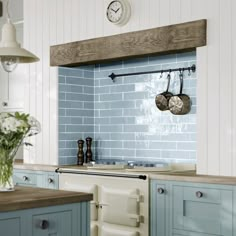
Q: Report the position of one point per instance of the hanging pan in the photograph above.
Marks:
(180, 104)
(162, 100)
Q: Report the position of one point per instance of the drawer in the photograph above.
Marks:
(58, 223)
(7, 228)
(113, 231)
(25, 178)
(202, 209)
(50, 180)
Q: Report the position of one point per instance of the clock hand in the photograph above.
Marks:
(117, 10)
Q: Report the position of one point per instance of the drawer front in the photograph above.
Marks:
(202, 209)
(159, 209)
(25, 178)
(50, 180)
(113, 231)
(56, 224)
(10, 227)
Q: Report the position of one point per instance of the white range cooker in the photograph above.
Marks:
(120, 205)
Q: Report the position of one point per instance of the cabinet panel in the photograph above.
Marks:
(159, 208)
(56, 224)
(7, 228)
(202, 209)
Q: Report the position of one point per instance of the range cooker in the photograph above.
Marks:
(120, 205)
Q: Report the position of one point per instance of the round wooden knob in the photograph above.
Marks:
(5, 104)
(160, 190)
(25, 178)
(44, 224)
(199, 194)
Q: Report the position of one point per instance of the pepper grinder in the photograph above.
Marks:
(89, 154)
(80, 154)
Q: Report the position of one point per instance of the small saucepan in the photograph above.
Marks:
(180, 104)
(162, 100)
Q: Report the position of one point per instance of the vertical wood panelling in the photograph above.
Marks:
(199, 12)
(67, 20)
(52, 90)
(213, 42)
(233, 78)
(32, 77)
(38, 77)
(82, 24)
(225, 89)
(74, 20)
(60, 21)
(45, 81)
(80, 19)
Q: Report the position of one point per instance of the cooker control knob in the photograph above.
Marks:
(50, 180)
(25, 178)
(199, 194)
(44, 224)
(160, 190)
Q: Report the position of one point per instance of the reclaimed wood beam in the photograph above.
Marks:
(161, 40)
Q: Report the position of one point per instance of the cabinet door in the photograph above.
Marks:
(10, 227)
(203, 209)
(159, 208)
(56, 224)
(120, 206)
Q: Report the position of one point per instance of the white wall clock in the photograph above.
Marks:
(118, 12)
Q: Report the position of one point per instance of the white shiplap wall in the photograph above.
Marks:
(60, 21)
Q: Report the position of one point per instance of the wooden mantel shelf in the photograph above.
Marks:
(162, 40)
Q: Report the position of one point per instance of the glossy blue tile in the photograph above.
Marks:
(122, 116)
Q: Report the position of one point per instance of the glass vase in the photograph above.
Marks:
(6, 170)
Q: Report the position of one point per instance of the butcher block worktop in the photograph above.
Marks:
(27, 197)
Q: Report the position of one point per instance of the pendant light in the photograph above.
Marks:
(11, 52)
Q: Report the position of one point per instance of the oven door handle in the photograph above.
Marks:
(138, 218)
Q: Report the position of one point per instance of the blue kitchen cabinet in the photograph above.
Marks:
(191, 209)
(201, 208)
(64, 220)
(159, 211)
(41, 179)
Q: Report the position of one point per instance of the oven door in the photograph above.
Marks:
(120, 206)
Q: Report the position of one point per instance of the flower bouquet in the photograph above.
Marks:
(13, 129)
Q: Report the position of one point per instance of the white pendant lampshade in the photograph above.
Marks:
(11, 52)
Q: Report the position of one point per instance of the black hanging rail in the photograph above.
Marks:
(190, 69)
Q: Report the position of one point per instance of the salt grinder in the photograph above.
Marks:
(80, 154)
(89, 154)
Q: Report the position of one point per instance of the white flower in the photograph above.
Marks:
(10, 124)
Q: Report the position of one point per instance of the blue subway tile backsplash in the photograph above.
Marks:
(121, 116)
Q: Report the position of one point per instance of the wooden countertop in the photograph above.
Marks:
(191, 176)
(27, 197)
(18, 164)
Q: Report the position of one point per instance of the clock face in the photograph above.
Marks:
(118, 12)
(114, 11)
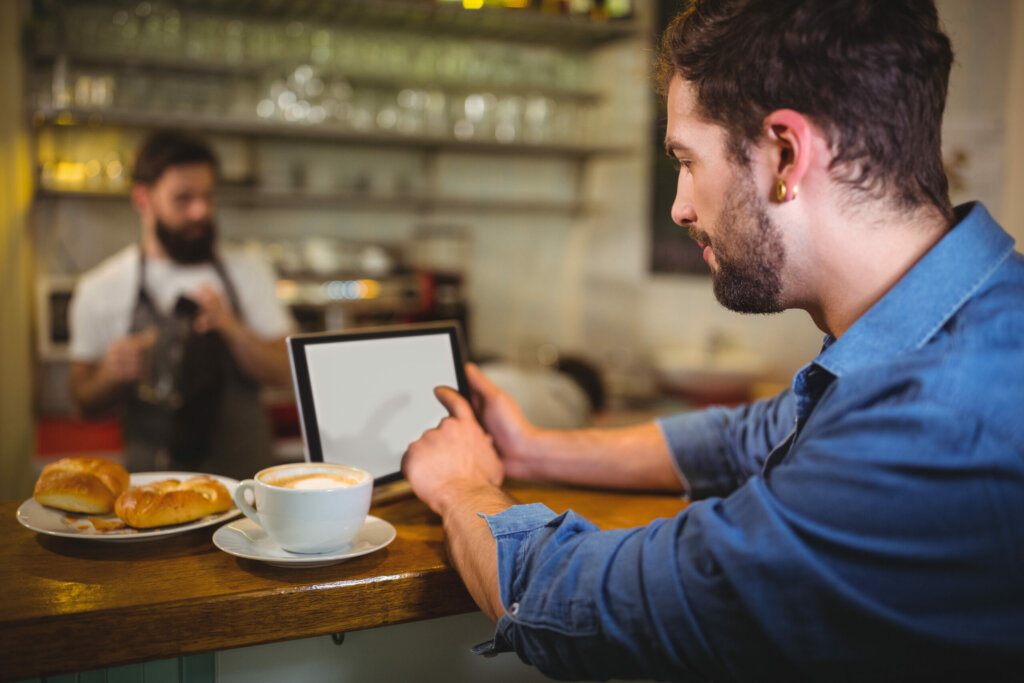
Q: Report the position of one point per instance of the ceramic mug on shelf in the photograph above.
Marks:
(308, 507)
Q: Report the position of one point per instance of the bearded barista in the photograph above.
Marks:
(176, 334)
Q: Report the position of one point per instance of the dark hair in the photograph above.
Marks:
(164, 148)
(871, 74)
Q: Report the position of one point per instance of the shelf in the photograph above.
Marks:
(438, 17)
(262, 198)
(195, 68)
(223, 125)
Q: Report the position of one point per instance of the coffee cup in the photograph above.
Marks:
(308, 507)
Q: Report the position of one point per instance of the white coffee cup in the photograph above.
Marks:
(308, 507)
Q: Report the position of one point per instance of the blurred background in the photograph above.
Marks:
(497, 162)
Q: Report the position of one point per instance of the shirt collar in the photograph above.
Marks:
(922, 302)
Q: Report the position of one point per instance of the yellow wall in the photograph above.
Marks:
(16, 439)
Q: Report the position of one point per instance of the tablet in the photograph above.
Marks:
(365, 395)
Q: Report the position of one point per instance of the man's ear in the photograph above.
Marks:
(790, 135)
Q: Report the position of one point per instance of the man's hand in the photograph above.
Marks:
(453, 459)
(504, 421)
(214, 312)
(123, 360)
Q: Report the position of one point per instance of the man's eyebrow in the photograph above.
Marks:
(673, 145)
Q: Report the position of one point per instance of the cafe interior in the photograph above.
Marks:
(494, 162)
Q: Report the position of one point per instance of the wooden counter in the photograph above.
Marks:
(74, 605)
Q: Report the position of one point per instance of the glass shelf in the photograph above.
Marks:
(185, 67)
(438, 17)
(411, 204)
(220, 124)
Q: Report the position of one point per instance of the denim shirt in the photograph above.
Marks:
(867, 523)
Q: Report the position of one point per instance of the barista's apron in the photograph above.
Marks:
(223, 428)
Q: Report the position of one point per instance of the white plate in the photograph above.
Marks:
(245, 538)
(74, 525)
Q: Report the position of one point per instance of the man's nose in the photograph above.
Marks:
(683, 212)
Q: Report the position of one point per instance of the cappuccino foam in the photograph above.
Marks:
(313, 481)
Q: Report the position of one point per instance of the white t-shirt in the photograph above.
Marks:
(104, 297)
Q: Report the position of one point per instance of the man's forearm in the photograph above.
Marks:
(92, 390)
(471, 546)
(264, 360)
(636, 458)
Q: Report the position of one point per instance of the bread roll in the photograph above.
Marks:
(172, 502)
(81, 484)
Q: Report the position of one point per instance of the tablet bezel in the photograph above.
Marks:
(303, 388)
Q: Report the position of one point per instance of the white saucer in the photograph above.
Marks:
(244, 538)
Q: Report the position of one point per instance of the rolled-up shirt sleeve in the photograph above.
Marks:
(820, 569)
(717, 450)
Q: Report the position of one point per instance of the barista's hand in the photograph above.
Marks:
(123, 360)
(503, 419)
(454, 458)
(214, 312)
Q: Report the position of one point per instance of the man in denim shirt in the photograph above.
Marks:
(867, 523)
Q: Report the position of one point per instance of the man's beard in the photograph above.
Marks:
(749, 252)
(185, 246)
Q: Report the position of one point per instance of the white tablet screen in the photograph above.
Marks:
(373, 397)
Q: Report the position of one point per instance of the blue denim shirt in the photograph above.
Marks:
(865, 524)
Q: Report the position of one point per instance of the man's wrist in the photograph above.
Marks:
(474, 496)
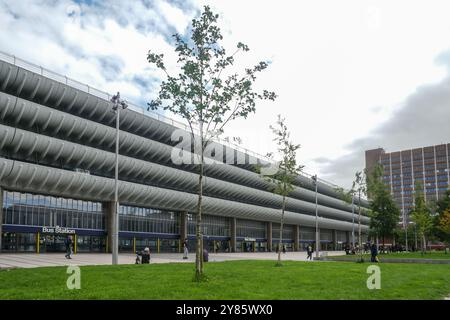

* * *

Short problem:
Gather every line of the records that contains the word "coffee", and copy each one in full. Case counts, so only lines with that exact capitalization match.

Exercise result:
Q: Report the position of one point per instance of the coffee cup in the photograph above.
Q: Report the position of one point per instance of the white coffee cup in the photograph above.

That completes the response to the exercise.